# Illustrator - CD Siebdruck - Nicht bedruckter Bereich



## magnumzwölf (2. Mai 2005)

Hallo, ich möchte im Illustrator eine Datei zur Erstellung einer CD im Siebdruck machen.
An manchen Stellen (Schrift&Logo) soll soll allerdings nicht gedruckt werden.
Freue mich über jede Anregung.


----------



## tomato_grafX (4. Mai 2005)

magnumzwölf hat gesagt.:
			
		

> Hallo, ich möchte im Illustrator eine Datei zur Erstellung einer CD im Siebdruck machen.
> An manchen Stellen (Schrift&Logo) soll soll allerdings nicht gedruckt werden.
> Freue mich über jede Anregung.



musst dein problem etwas genauer schildern...

#####

▶ Aufgaben:
**A)** Wozu will magnumzwölf laut dem Forumsthread zum CD-Siebdruck eine Datei in Illustrator anlegen? Erkläre außerdem, was an manchen Stellen der Datei gelten soll.
**B)** Schreibe den Forumsthread zum CD-Siebdruck nach dem letzten Beitrag weiter.

▶ Bereitgestellte Daten:
#####

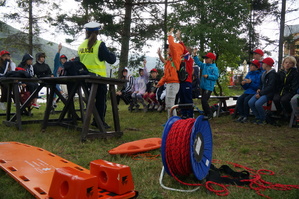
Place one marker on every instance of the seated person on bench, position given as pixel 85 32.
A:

#####

▶ Antworten in Reihenfolge:
**A)** magnumzwölf will die Datei anlegen, um damit eine CD im Siebdruck herzustellen. An manchen Stellen, nämlich bei Schrift und Logo, soll dabei nicht gedruckt werden.

**B)**
willst du eine CD bedrucken oder eine CD bereitstellen für den siebdrucker? aber was ich dir sagen kann ist das es für den siebdruck keine überschneidenden flächen und keine konturen mehr geben darf es mus alles, auch schrift in pfade umgewandert werden ("apfel-shift- O")  und danach noch mit dem pathfinder in eine fläche aufgeteilt...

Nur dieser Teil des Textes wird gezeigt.